EXERCISE REQUIREMENTS:
Rewrite the material starting with the line containing "Return the mask of every instance of the distant" and going on through the line containing "POLYGON ((248 51, 229", replacing "mountain range" with "mountain ridge" and leaving everything else unchanged.

[start of DATA SUPPLIED]

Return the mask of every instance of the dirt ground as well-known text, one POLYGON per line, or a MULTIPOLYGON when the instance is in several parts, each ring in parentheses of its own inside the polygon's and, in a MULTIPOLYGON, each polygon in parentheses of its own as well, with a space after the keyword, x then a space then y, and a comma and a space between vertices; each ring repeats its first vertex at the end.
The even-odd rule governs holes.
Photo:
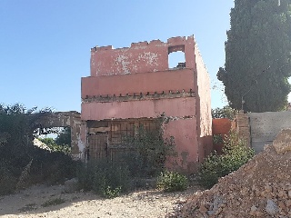
POLYGON ((165 217, 198 190, 198 186, 172 193, 148 190, 104 199, 93 193, 65 193, 63 185, 35 185, 1 196, 0 217, 165 217), (64 203, 42 205, 55 199, 62 199, 64 203))

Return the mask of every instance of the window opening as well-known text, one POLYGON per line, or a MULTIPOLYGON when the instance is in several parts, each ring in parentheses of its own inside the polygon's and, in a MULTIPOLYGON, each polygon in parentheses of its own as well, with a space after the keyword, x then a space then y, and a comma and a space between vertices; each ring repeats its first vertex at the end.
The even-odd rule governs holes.
POLYGON ((168 54, 169 69, 180 69, 186 67, 184 45, 169 47, 168 54))

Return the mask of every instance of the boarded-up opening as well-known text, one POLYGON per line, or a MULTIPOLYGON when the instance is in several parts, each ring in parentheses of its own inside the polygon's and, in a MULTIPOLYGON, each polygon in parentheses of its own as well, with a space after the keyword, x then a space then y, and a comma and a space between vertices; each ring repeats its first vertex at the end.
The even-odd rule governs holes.
POLYGON ((88 125, 88 159, 115 159, 132 148, 128 139, 134 137, 137 128, 145 131, 158 131, 158 119, 128 119, 115 121, 89 121, 88 125))

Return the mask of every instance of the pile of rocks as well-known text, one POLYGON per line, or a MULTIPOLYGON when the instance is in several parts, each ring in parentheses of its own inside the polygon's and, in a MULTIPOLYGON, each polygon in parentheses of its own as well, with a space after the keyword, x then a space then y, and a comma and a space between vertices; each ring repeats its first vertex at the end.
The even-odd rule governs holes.
POLYGON ((291 217, 291 130, 168 217, 291 217))

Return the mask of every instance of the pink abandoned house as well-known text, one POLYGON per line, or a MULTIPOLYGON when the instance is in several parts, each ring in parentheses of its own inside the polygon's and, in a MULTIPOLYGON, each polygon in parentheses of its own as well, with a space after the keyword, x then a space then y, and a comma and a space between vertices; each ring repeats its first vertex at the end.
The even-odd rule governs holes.
POLYGON ((169 121, 165 136, 174 136, 177 163, 187 171, 212 150, 210 82, 194 36, 91 49, 91 74, 82 78, 82 141, 86 156, 100 158, 124 149, 135 126, 157 128, 169 121), (169 54, 181 51, 186 63, 169 68, 169 54))

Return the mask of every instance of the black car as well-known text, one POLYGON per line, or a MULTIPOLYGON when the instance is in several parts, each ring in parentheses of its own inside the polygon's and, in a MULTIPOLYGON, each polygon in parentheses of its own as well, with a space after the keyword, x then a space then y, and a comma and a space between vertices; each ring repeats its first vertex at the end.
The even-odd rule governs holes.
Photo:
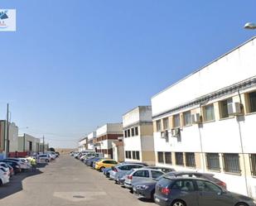
POLYGON ((2 160, 1 161, 11 165, 13 168, 15 174, 22 171, 21 166, 19 165, 17 162, 7 160, 2 160))
POLYGON ((164 177, 156 184, 155 203, 162 206, 255 206, 249 197, 229 192, 207 180, 164 177))
POLYGON ((213 174, 210 173, 200 173, 193 171, 173 171, 167 173, 155 180, 141 181, 133 185, 133 192, 135 195, 138 197, 153 199, 153 195, 155 193, 155 186, 157 183, 163 177, 196 177, 205 180, 208 180, 226 189, 226 184, 223 181, 214 177, 213 174))

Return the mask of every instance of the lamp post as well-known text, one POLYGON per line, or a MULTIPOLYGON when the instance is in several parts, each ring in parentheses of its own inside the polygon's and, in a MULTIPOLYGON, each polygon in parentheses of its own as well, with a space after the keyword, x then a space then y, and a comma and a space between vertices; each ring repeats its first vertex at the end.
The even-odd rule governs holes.
POLYGON ((252 23, 252 22, 247 22, 244 26, 244 29, 256 29, 256 24, 255 23, 252 23))

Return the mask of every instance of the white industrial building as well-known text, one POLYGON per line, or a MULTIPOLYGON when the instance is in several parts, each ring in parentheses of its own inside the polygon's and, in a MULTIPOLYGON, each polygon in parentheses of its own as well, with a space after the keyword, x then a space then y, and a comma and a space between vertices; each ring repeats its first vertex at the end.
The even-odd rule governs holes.
POLYGON ((157 165, 210 172, 256 198, 256 37, 153 96, 152 109, 157 165))
POLYGON ((123 139, 122 123, 107 123, 96 130, 96 151, 104 157, 113 158, 112 142, 123 139))
POLYGON ((90 132, 88 135, 88 150, 95 151, 96 148, 96 132, 90 132))
POLYGON ((123 116, 125 160, 155 163, 151 106, 139 106, 123 116))

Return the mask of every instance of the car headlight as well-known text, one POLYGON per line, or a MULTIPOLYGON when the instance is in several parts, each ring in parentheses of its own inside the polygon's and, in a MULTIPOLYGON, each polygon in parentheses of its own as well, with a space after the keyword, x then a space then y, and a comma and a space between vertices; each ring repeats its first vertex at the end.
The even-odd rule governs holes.
POLYGON ((148 186, 147 185, 138 185, 137 186, 138 189, 147 189, 148 188, 148 186))

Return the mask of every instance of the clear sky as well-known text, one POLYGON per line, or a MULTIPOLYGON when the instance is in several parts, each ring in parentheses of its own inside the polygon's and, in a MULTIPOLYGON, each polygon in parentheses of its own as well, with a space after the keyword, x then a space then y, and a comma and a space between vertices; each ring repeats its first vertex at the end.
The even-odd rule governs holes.
POLYGON ((56 147, 122 115, 256 35, 256 1, 1 0, 0 117, 56 147), (24 128, 28 127, 28 128, 24 128))

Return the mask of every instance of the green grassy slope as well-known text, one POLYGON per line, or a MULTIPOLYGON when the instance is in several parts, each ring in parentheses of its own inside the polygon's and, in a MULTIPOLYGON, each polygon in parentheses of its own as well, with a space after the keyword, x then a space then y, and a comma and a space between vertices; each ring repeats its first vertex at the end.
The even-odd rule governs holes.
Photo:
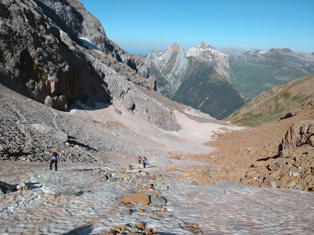
POLYGON ((253 99, 272 87, 314 73, 313 62, 274 52, 265 58, 256 55, 231 56, 230 81, 238 91, 253 99))
POLYGON ((279 119, 291 107, 314 96, 314 75, 305 76, 263 92, 224 120, 256 126, 279 119))

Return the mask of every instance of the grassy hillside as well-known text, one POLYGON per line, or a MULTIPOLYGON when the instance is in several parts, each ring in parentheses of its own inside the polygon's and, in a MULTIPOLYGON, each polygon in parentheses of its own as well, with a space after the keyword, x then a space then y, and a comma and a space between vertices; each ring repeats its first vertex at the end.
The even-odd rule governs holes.
POLYGON ((222 119, 246 103, 232 84, 206 63, 189 57, 189 66, 171 99, 222 119))
POLYGON ((231 56, 229 66, 232 71, 230 81, 251 99, 274 86, 314 73, 313 62, 279 52, 266 58, 256 54, 231 56))
POLYGON ((263 92, 224 120, 256 126, 279 119, 291 108, 314 96, 314 75, 301 77, 263 92))

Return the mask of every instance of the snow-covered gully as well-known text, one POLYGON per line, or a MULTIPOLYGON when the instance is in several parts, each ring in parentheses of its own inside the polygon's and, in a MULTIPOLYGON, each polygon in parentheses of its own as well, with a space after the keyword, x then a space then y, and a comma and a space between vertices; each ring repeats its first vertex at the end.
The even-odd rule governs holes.
POLYGON ((313 193, 232 182, 196 187, 169 181, 169 189, 161 193, 167 201, 164 212, 133 206, 130 215, 123 215, 129 205, 116 199, 138 192, 136 186, 93 173, 113 165, 59 163, 55 171, 48 170, 46 163, 1 161, 0 181, 24 182, 33 189, 0 195, 0 234, 100 234, 138 222, 163 235, 193 234, 178 226, 184 223, 199 225, 205 235, 314 233, 313 193), (57 195, 67 190, 78 193, 57 195), (145 212, 136 212, 139 209, 145 212))

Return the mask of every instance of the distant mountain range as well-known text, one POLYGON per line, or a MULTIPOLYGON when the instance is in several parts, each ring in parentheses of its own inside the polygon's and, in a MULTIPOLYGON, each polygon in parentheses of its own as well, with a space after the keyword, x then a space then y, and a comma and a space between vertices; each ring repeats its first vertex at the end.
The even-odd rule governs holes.
POLYGON ((163 95, 222 119, 248 101, 227 79, 228 56, 207 45, 184 50, 175 44, 145 58, 163 95))
POLYGON ((314 75, 273 87, 236 110, 225 120, 234 124, 255 126, 278 120, 292 107, 314 97, 314 75))
POLYGON ((223 48, 222 49, 219 49, 219 51, 224 53, 225 54, 235 56, 239 56, 247 51, 255 51, 257 50, 258 49, 256 48, 251 48, 251 49, 242 49, 241 48, 234 47, 223 48))
MULTIPOLYGON (((227 51, 242 53, 232 48, 227 51)), ((248 51, 236 56, 202 42, 187 50, 176 44, 163 51, 153 49, 145 58, 162 94, 217 119, 275 86, 314 73, 314 55, 288 48, 248 51)))
POLYGON ((248 51, 229 56, 230 81, 250 99, 263 91, 314 73, 314 55, 290 49, 248 51))

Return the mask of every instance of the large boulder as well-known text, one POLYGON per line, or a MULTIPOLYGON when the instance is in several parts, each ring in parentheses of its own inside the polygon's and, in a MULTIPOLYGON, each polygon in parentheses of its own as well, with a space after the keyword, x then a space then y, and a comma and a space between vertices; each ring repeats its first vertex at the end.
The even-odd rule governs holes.
POLYGON ((279 144, 281 158, 308 153, 314 148, 314 121, 294 122, 279 144))
POLYGON ((131 196, 128 196, 121 198, 117 198, 117 200, 124 203, 135 202, 138 204, 141 204, 142 206, 145 206, 151 203, 150 195, 145 192, 140 192, 131 196))
POLYGON ((0 181, 0 195, 6 194, 13 191, 13 189, 11 185, 0 181))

[end of DATA SUPPLIED]

RESPONSE TO THE EXERCISE:
Return the mask of every instance of the distant mountain ridge as well-known text, one POLYGON per line, or a MULTIPOLYGON when the instance is in several parts, each ring in parentheses of its own inside the polygon's and, in a MULTIPOLYGON, each polygon in parentheses of its own as well, with a space after the keyword, x then a space then y, and a comma and a space between vertices; each ring repeats its first vertex at the end.
The even-odd rule governs holes.
POLYGON ((163 95, 222 119, 248 101, 227 79, 228 56, 207 45, 184 50, 175 44, 145 58, 163 95))
POLYGON ((314 75, 273 87, 236 110, 225 120, 234 124, 255 126, 278 120, 292 107, 314 97, 314 75))
POLYGON ((223 48, 222 49, 219 49, 219 51, 224 53, 225 54, 235 56, 239 56, 247 51, 255 51, 257 50, 258 49, 256 48, 251 48, 251 49, 242 49, 241 48, 234 47, 223 48))
MULTIPOLYGON (((227 51, 242 53, 232 48, 227 51)), ((248 51, 236 56, 202 42, 187 50, 176 44, 163 51, 153 49, 145 58, 162 94, 217 119, 275 86, 314 73, 314 55, 288 48, 248 51)))
POLYGON ((248 51, 229 56, 230 81, 250 99, 263 91, 314 73, 314 55, 290 49, 248 51))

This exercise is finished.